* [Short problem]
Collect every line in the data below that contains the string "dress", and copy each one in full. Case counts, so a match must have the same uppercase and lowercase letters.

* [Given data]
================
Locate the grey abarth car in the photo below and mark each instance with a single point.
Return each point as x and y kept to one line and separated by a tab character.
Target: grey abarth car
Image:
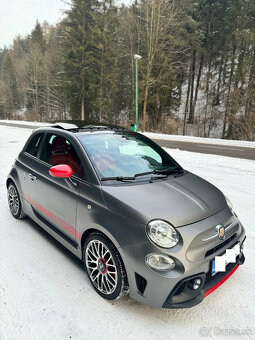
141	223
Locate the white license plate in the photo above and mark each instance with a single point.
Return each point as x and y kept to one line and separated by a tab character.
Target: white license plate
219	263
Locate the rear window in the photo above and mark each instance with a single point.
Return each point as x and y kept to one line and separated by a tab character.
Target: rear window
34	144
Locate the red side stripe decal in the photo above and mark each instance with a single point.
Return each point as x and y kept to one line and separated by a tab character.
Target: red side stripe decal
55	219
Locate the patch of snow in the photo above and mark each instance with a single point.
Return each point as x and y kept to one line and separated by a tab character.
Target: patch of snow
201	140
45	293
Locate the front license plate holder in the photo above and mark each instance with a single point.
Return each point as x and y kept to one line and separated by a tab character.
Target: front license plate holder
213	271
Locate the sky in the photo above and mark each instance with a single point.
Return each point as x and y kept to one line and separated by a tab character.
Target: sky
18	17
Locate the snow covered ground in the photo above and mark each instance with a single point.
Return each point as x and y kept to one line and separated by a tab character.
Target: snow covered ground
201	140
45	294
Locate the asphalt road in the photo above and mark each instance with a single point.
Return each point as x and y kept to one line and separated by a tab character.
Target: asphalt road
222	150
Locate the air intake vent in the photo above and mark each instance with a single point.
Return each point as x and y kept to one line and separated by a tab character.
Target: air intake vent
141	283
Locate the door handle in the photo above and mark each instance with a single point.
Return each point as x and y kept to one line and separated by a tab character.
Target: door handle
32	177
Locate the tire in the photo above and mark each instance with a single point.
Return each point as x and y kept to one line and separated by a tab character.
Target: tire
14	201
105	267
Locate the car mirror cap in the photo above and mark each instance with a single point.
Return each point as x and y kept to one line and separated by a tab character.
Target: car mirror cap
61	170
================
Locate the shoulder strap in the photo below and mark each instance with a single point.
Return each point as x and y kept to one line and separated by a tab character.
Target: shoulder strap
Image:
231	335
================
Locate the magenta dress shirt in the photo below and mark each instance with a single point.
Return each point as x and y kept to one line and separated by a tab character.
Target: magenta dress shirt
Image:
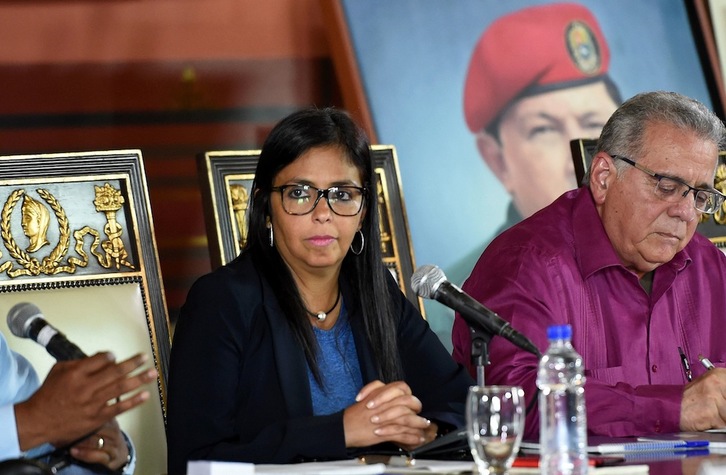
================
* [Solution]
Locate the magenta dress shirt in the photo below and mark each instance with a single point.
Target: magenta dress shirt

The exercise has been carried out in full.